- _Directions_:
1 > Please set down the passage on mental health word for word, everything from "Or, as Mel Stride" down to "self-diagnosing mental health conditions.".
2 > In the passage on mental health, how much is the welfare bill likely to reach this year?

- _Passage shown_:
● ● ● ● ●

It’s not often that I agree with utterances from the mouths of Tory MPs, but I must support comments from Work and Pensions Secretary, Mel Stride, when he said Britain’s approach to mental health was at risk of having “gone too far”.

How often do we hear people saying they have mental health problems, when, in fact, all they have to cope with are normal anxieties of life.

We hear of more and more children at school having metal health problems, and adults being off work for weeks, months or years because of mental health problems. It’s become the modern-day buzz words, and, of course, picked up by millions on social media.

My parents, living through the war years and having to cope with me as a young tot could well have said they were suffering mental health problems, not knowing whether a bomb was going to drop on them, living in the firing line on the South Coast. But mental health problems hadn’t been invented then. You just got on with life as best you could.

It’s a pity that British stiff upper lip attitude isn’t alive today – sadly it’s been overcome by namby-pambyism.

Or, as Mel Stride says, the increased public focus on discussing mental health has led to people effectively self-diagnosing mental health conditions.

And it is putting ever-increasing strain on a spiralling welfare bill, likely to be a staggering £100 billion this year.

What’s needed in Britain is a get-tough approach on those who, in past generations would be described as malingerers, but who now are said to have “mild mental health conditions.”

● ● ● ● ●

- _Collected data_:
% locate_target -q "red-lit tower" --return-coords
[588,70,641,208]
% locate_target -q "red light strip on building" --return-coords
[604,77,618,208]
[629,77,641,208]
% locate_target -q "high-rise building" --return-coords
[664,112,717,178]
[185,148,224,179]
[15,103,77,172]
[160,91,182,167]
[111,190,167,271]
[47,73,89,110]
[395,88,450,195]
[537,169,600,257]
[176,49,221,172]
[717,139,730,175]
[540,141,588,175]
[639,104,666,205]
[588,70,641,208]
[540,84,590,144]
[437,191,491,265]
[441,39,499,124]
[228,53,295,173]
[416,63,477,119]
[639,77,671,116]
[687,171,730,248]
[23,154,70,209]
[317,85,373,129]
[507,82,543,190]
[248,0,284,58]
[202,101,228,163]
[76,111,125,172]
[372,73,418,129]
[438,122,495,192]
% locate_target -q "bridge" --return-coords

● ● ● ● ●

- _Completed exercise_:
1 >
Or, as Mel Stride says, the increased public focus on discussing mental health has led to people effectively self-diagnosing mental health conditions.

2 > £100 billion